▶ [What you have to do]
Quote every line of the entries below word for word, omitting the pictures.

───── Record excerpts ─────

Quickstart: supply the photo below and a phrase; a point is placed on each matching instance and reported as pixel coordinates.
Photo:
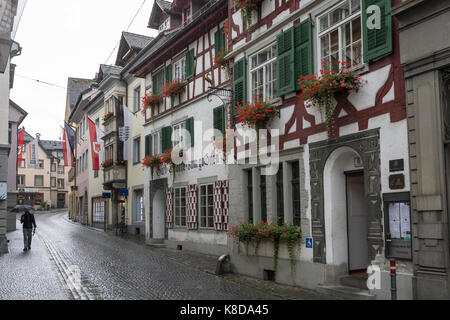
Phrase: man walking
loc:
(28, 221)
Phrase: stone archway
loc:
(367, 145)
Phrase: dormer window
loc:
(165, 25)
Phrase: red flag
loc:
(20, 147)
(95, 146)
(67, 152)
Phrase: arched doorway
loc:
(159, 214)
(345, 210)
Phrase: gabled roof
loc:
(74, 87)
(160, 7)
(130, 43)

─────

▶ [The response]
Quickstart: supply the photo below and a phrase; a point is placed on each matching instance and reported as pixel coordinates.
Photo:
Phrase: man walking
loc:
(28, 221)
Phrase: stone archway
loc:
(367, 145)
Phrase: dormer window
loc:
(165, 25)
Phrase: red flag
loc:
(20, 147)
(95, 146)
(67, 152)
Phrase: arched doorway
loc:
(159, 214)
(345, 210)
Phrase: gabled roof
loc:
(74, 87)
(160, 7)
(130, 43)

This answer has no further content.